**INPUT ROWS**
########################################

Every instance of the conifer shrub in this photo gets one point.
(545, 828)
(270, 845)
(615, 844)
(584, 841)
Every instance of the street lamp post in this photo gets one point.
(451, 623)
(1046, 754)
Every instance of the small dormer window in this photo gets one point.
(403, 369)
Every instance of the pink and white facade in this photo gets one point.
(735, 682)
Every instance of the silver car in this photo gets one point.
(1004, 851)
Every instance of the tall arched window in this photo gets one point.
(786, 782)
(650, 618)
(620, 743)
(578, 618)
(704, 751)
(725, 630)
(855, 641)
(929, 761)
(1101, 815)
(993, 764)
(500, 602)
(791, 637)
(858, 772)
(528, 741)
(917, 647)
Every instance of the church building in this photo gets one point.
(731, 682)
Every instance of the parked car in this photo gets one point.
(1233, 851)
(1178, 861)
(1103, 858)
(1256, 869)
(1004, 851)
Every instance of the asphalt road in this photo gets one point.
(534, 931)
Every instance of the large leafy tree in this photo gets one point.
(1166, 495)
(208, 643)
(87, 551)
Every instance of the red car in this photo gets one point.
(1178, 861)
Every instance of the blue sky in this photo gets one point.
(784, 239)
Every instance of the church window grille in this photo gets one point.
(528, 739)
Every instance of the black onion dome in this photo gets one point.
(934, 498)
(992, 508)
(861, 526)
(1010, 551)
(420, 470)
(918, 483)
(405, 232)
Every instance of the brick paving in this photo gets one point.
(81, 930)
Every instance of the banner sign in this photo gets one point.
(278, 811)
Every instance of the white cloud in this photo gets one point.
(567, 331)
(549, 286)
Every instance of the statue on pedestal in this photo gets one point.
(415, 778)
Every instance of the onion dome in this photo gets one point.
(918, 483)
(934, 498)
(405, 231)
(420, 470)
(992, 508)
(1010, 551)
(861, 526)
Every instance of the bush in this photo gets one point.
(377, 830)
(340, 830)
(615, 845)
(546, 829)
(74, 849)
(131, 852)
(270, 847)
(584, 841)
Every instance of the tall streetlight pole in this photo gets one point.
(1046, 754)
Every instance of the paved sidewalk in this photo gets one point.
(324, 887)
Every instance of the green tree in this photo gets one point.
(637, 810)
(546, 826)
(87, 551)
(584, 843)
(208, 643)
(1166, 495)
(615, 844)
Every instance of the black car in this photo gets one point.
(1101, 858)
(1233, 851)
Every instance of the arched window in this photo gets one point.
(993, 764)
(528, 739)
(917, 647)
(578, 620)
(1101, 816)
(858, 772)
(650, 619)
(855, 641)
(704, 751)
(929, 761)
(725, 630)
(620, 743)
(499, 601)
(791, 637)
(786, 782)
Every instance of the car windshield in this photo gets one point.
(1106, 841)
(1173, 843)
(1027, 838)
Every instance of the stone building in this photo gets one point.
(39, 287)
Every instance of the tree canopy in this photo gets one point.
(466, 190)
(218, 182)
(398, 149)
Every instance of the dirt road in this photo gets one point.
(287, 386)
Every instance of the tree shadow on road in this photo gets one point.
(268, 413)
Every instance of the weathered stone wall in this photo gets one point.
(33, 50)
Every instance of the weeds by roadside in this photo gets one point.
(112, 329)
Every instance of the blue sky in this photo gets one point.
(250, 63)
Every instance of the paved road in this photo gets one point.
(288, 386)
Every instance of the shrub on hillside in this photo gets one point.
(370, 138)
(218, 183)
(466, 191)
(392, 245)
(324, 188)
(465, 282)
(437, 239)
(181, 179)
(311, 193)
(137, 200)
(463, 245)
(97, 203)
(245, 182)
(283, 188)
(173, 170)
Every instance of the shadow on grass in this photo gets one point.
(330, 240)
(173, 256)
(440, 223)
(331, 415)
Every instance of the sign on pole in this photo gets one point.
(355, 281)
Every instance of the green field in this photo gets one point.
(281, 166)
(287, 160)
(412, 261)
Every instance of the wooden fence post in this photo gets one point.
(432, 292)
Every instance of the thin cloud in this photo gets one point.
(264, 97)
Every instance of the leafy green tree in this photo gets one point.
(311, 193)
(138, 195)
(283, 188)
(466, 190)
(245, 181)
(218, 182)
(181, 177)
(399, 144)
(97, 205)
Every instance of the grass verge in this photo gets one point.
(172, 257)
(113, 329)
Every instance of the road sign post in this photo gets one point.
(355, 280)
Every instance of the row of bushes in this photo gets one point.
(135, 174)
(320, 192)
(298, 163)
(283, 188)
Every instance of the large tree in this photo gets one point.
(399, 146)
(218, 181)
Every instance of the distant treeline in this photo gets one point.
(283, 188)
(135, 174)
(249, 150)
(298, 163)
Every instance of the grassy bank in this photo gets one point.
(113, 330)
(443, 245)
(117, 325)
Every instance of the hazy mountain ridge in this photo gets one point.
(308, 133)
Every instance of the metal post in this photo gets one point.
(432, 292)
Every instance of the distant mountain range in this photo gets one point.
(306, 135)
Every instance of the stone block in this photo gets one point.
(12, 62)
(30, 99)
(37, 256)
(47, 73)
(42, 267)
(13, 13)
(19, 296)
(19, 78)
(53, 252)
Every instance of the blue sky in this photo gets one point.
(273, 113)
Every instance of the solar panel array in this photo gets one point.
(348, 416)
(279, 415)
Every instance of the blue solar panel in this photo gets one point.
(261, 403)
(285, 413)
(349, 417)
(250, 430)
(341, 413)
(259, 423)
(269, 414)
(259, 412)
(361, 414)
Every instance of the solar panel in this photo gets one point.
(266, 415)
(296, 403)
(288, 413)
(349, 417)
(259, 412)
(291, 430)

########################################

**SET EXERCISE**
Print the entries exactly. Include every one.

**FULL ANSWER**
Every instance of the conifer shrub in this photo gets one point.
(545, 828)
(270, 845)
(615, 844)
(584, 841)
Every instance of the street lamp post in this photo gets one point.
(451, 623)
(1046, 754)
Every instance of the small dormer window in this photo gets one point.
(403, 369)
Every instance of the pink and white facade in this photo gets one point.
(735, 682)
Every instance of the silver car in this photo gets one point.
(1004, 851)
Every instance of the tall arched window in this photo gets one point.
(786, 782)
(650, 618)
(620, 743)
(578, 618)
(704, 751)
(725, 630)
(855, 641)
(929, 761)
(1101, 815)
(993, 764)
(500, 602)
(791, 637)
(858, 772)
(528, 741)
(917, 647)
Every instance of the church building in this photo gets one point.
(731, 682)
Every instance of the parked car in this photo gets one point.
(1233, 851)
(1178, 861)
(1103, 858)
(1256, 869)
(1004, 851)
Every instance of the asphalt road in this photo gets one point.
(534, 931)
Every instance of the large leafy tree in this photo gets one point.
(1166, 495)
(208, 643)
(87, 551)
Every instance of the red car in this photo gets one point.
(1178, 861)
Every instance of the blue sky in this photo gets one point.
(784, 239)
Every instance of the church window grille in this photo gets one point.
(528, 739)
Every instance of the black onion dome in this photo gets one point.
(934, 498)
(992, 508)
(861, 526)
(1010, 551)
(420, 470)
(918, 483)
(405, 232)
Every instance of the brick paving in this photo gets one point.
(81, 930)
Every instance of the banner sign in this photo gets one point.
(278, 811)
Every instance of the white cloud in this photo gets one point.
(567, 331)
(549, 286)
Every instance of the statue on pedestal in this photo gets one point.
(415, 778)
Every instance of the onion dome in this photo gets one point.
(918, 483)
(934, 498)
(405, 231)
(420, 470)
(992, 508)
(1010, 551)
(861, 526)
Every instance of the bush in this photo gets one point.
(377, 830)
(340, 830)
(615, 845)
(546, 829)
(74, 849)
(131, 852)
(270, 847)
(584, 841)
Every instance of the tall streetlight pole in this photo gets one point.
(1046, 754)
Every instance of the paved sidewalk in this photo gets one point.
(324, 887)
Every instance of the green tree in this photo gets one point.
(637, 810)
(546, 826)
(87, 551)
(584, 843)
(208, 643)
(1166, 495)
(615, 844)
Every instance of the black car in this photo gets one point.
(1101, 858)
(1233, 851)
Every instance of the arched window in this photo gets one point.
(993, 764)
(528, 739)
(917, 647)
(578, 620)
(1101, 816)
(858, 772)
(650, 619)
(855, 641)
(704, 751)
(929, 761)
(725, 630)
(620, 743)
(499, 601)
(791, 637)
(786, 782)
Every instance of the car windshield in this photo gets one point.
(1106, 841)
(1173, 843)
(1027, 838)
Every instance of the stone building in this photo gets one point.
(39, 287)
Every instance of the tree canopy in this photo gets one point.
(466, 190)
(218, 182)
(398, 149)
Every instance of the dirt road in this photo gets one point.
(287, 386)
Every instance of the tree shadow on road in this photo gets one point.
(268, 413)
Every instance of the weathered stone wall in this photo gets one point.
(33, 50)
Every instance of the weeds by roadside in this photo gets one point.
(112, 329)
Every instance of the blue sky in this photo gets one point.
(250, 63)
Every instance of the paved road in this photo gets one point.
(288, 386)
Every instance of the shrub on hillside in this photo gets one point.
(370, 138)
(218, 183)
(466, 191)
(392, 245)
(324, 188)
(465, 282)
(437, 239)
(181, 179)
(311, 193)
(137, 200)
(463, 245)
(97, 203)
(245, 182)
(283, 188)
(173, 170)
Every instance of the shadow on grass in this photo gets one point.
(330, 240)
(173, 256)
(440, 223)
(331, 415)
Every instance of the sign on pole in this photo gets one point.
(355, 281)
Every instance of the green field in this photo gets one point.
(281, 166)
(287, 160)
(412, 261)
Every instance of the wooden fence post in this photo gets one point.
(432, 292)
Every instance of the thin cloud in this photo gets one point.
(264, 97)
Every instance of the leafy green tree in this photo gets one point.
(311, 193)
(138, 195)
(283, 188)
(466, 190)
(245, 181)
(218, 182)
(181, 177)
(399, 144)
(97, 205)
Every instance of the grass verge in this photo gets one point.
(172, 257)
(113, 329)
Every instance of the road sign post in this photo gets one point.
(355, 280)
Every instance of the row of bushes in this photo gets one point.
(135, 174)
(320, 192)
(298, 163)
(283, 188)
Every instance of the large tree in this photo gets one point.
(399, 146)
(218, 181)
Every instance of the distant treeline in this photo gets one point.
(283, 188)
(135, 174)
(249, 150)
(298, 163)
Every instance of the grassy bank in this photo gets one point.
(113, 330)
(443, 245)
(117, 325)
Every instance of the hazy mountain ridge in this photo gets one point.
(308, 133)
Every instance of the metal post in this photo gets one point.
(432, 292)
Every instance of the distant mountain range in this photo gets one point.
(306, 135)
Every instance of the stone block in this photo gets one point.
(12, 62)
(30, 99)
(37, 256)
(47, 73)
(42, 267)
(13, 13)
(19, 296)
(19, 78)
(53, 252)
Every instance of the blue sky in this photo gets one point.
(273, 113)
Every instance of the solar panel array in this photo gets one point.
(348, 416)
(279, 415)
Every instance of the blue solar panel in this photo gets one point.
(261, 403)
(285, 413)
(349, 417)
(250, 430)
(341, 413)
(259, 423)
(269, 414)
(259, 412)
(361, 414)
Every instance of the solar panel in this photo gets one point.
(266, 415)
(296, 403)
(288, 413)
(349, 417)
(259, 412)
(291, 430)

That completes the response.